Although I have heard John A. Mackay’s words before, last week when Mariano recited them to our class, they struck me with renewed urgency and vividness.  The reasons why are obvious and not a few of you reading this know where I am going already.  But after 18 wearying months of COVID, we have repeatedly seen right within the church failures to love, failures to embody Christ’s peaceable nature, failures to be as concerned about the stranger as we are about ourselves or those who agree with us on this, that, or the other thing.

What could be farther from Christ’s incarnate way of life than angry and profane people storming the Capitol on January 6 under (literally) banners of “Jesus Saves,” “Trump and Jesus,” as well as multiple armed people seen kissing and praying in front of the various wooden crosses that had been erected?   Or what about the brutal judgmentalism and gruff, brusque (decidedly unJesusy/non-gentle) treatment various Christian pastors and others subjected a pastor and his family to as described by Christy Berghoef in her recent blog here on The Twelve?

As I read the Gospels, although Jesus had it in him to be direct when needed, he was exceedingly charitable and open.  There is a reason sinners and others who had been pushed out by the religious establishment of the day found Jesus magnetic.  He was, as reflected in the title of Dane Ortlund’s recent book “gentle and lowly.”  When Jesus invited people into his rest under the promise of a yoke that was light and easy, he spoke those words from the core of a person who made it very easy to believe that that would be exactly what his “yoke” would be like.  Never before had the messenger and the message been so snugly aligned.

Jesus was also, not surprisingly, the embodiment of his own Beatitudes.  He loved those who, like Jesus himself, were meek and mild, who pined for righteousness and worked for peace, who were poor in spirit and found lots of reasons to weep on a regular basis.  Jesus would rather be persecuted than be among those taking up the sword to fight (and that’s basically how his life ended of course).  Above all Jesus was merciful, gracious and if ever he got exasperated, it was in the face of Pharisees who needed to embody all of the above but who mostly exuded none of these traits.

ASSIGNED TASK:
Summarize the piece on the church's failures and Jesus's gentleness in two sentences.

DATA EXCERPTS:
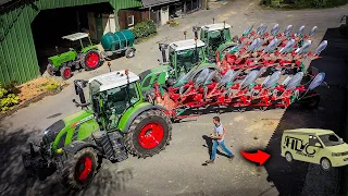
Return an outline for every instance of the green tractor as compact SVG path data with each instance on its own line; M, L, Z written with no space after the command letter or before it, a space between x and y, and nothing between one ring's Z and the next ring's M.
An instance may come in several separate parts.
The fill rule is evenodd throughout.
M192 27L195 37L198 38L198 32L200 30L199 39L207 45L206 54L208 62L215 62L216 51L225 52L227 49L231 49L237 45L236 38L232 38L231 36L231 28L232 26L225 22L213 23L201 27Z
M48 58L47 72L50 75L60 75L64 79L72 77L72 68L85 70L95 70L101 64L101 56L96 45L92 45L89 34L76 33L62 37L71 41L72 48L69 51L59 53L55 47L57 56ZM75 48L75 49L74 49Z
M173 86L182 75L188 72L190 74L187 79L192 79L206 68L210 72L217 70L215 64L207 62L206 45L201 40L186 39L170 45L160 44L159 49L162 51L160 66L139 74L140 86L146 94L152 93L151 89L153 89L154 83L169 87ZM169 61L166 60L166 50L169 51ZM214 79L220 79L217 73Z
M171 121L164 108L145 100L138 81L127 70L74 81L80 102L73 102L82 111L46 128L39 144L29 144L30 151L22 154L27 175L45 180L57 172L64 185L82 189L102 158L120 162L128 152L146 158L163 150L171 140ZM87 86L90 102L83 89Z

...

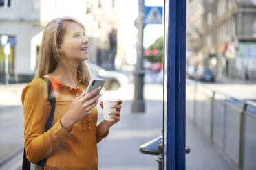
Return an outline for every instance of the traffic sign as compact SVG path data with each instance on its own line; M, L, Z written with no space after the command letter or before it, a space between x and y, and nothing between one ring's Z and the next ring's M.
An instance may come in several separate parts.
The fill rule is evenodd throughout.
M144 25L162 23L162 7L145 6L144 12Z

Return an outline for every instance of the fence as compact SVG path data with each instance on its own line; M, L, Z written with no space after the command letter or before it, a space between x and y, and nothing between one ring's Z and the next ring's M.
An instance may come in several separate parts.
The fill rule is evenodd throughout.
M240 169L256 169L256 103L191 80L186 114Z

RESULT OF THE TASK:
After 18 months of COVID, the writer has repeatedly seen failures within the church to love, to embody Christ's peaceable nature and to care for the stranger, pointing to the January 6 storming of the Capitol under "Jesus Saves" banners and to the harsh treatment of a pastor and his family. By contrast, the Gospels show Jesus as charitable, open, "gentle and lowly," and the embodiment of his own Beatitudes, above all merciful and gracious, with his exasperation aimed at Pharisees who lacked these traits.